Recorded data -
--*--

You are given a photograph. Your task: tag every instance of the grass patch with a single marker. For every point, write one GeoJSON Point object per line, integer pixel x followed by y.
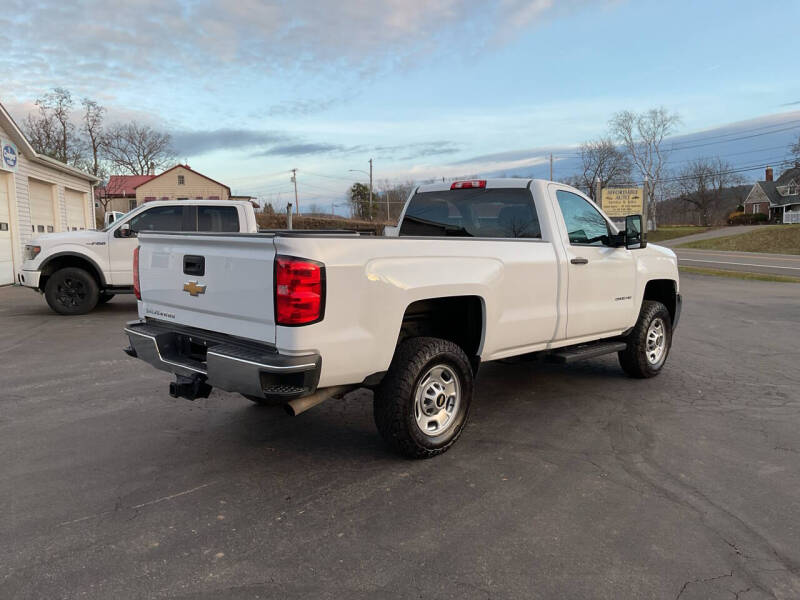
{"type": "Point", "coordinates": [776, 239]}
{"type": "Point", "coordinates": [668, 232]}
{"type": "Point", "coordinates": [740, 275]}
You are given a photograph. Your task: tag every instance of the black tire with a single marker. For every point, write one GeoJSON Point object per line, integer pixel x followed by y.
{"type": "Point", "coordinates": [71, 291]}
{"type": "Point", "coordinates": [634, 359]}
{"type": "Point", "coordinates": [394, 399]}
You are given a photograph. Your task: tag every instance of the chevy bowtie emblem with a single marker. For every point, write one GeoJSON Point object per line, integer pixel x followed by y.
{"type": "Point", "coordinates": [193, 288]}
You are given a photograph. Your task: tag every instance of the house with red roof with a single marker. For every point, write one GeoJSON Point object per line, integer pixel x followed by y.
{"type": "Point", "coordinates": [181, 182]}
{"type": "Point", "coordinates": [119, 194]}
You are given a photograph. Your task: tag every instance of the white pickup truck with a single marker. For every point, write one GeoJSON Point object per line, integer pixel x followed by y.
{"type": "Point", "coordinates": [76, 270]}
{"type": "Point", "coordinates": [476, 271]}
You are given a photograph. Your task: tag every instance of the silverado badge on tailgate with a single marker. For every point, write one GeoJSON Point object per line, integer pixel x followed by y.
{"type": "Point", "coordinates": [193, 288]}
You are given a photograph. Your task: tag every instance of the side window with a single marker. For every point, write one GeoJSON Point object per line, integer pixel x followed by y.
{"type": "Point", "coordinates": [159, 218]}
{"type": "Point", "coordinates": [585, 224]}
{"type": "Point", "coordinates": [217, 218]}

--*--

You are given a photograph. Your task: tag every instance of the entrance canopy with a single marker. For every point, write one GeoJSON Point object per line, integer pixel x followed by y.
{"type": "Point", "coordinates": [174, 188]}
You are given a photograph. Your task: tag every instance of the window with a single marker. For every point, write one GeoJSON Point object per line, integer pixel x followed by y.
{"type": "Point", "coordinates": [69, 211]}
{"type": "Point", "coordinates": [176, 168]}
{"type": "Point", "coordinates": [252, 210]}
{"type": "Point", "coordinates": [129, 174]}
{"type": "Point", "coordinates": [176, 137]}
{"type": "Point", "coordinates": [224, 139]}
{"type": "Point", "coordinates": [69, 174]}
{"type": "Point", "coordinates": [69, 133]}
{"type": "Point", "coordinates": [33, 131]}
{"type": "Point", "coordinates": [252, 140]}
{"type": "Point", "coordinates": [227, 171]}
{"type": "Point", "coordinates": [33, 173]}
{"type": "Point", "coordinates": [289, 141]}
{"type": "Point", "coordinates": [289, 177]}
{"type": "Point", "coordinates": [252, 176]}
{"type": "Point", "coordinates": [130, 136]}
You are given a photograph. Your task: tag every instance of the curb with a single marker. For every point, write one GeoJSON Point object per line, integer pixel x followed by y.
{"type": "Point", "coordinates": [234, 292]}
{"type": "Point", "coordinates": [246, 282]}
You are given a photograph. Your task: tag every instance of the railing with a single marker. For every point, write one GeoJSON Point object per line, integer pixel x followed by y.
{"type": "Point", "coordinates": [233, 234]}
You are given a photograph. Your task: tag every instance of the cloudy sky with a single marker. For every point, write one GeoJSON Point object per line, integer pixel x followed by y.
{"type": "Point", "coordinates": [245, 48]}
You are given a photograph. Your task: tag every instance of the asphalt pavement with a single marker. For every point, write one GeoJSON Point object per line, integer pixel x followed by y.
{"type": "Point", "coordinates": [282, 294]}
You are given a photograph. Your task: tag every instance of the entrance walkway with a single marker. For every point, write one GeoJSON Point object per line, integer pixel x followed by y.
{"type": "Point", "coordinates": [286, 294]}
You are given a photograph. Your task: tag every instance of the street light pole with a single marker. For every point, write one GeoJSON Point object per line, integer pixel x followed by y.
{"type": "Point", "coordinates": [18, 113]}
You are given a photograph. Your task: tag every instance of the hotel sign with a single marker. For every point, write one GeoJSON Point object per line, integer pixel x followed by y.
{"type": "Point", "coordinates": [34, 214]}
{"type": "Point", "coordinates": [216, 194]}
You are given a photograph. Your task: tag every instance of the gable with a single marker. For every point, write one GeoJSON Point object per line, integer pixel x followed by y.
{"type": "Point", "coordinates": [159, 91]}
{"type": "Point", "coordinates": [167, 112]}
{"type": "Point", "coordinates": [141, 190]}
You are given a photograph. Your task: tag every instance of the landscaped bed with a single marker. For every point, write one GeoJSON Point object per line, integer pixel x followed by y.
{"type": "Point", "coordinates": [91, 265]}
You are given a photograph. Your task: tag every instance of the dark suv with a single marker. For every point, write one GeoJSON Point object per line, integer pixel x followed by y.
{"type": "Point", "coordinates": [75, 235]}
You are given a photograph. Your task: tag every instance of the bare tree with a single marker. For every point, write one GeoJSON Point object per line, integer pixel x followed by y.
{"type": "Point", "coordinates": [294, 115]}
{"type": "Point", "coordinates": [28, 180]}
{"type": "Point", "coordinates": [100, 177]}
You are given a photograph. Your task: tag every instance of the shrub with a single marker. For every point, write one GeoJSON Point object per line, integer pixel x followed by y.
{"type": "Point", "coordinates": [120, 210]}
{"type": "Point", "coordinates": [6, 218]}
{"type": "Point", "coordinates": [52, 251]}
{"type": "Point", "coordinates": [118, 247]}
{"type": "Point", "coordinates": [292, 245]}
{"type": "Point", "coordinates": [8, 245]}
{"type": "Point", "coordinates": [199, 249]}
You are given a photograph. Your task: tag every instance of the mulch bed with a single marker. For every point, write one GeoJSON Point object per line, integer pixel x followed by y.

--*--

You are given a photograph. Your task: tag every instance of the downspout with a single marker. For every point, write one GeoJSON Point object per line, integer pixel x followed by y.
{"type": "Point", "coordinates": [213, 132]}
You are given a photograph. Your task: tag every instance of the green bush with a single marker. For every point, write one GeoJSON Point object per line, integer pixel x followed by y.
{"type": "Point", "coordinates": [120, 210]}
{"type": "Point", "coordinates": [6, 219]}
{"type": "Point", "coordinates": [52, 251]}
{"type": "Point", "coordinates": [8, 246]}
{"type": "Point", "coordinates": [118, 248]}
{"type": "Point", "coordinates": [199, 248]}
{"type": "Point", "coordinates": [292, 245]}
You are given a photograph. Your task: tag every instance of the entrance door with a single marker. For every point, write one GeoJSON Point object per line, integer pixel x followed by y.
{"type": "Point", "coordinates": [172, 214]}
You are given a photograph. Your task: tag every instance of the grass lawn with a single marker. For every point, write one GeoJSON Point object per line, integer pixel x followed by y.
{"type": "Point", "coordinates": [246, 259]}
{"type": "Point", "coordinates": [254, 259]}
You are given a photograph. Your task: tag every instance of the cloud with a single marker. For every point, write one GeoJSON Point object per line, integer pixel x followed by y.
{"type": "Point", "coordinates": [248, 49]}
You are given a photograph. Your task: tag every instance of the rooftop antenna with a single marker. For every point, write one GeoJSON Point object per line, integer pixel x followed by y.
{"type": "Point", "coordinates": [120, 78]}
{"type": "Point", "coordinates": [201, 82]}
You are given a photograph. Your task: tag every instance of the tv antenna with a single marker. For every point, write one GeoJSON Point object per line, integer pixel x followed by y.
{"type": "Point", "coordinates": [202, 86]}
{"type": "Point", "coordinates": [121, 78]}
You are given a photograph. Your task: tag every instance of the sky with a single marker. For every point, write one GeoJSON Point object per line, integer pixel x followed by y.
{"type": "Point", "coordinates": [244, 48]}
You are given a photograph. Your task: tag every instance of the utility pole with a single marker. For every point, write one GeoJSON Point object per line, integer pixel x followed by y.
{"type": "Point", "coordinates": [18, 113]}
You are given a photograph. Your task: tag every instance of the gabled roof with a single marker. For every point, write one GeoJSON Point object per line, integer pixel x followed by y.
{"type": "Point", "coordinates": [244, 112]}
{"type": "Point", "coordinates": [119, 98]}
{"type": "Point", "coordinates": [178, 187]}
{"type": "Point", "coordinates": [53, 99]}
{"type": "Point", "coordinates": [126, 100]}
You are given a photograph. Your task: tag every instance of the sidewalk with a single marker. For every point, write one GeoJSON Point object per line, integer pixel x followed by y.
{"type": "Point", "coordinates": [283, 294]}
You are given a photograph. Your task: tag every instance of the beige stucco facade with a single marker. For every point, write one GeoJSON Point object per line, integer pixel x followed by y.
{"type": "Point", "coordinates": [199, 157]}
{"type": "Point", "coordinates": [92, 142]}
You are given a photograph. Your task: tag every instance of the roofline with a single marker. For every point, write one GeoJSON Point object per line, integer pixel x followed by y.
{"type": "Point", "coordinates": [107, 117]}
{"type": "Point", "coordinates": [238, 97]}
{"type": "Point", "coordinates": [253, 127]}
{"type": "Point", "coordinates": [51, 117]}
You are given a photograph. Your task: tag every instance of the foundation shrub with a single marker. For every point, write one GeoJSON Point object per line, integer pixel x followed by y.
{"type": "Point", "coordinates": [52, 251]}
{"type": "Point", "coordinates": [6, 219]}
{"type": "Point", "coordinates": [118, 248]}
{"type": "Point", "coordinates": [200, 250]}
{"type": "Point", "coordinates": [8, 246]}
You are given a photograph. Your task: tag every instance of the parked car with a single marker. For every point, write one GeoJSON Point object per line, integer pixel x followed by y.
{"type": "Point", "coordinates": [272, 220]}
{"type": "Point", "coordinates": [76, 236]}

--*--

Work required - Identify every line in the rows above that contains the word "emblem", and copy each such line in full.

Result for this exercise -
You are given a photograph. Your task: tag every instance of the chevy bowtie emblem with a single marker. For every point, write one GeoJSON Point object per line, integer pixel x followed by y.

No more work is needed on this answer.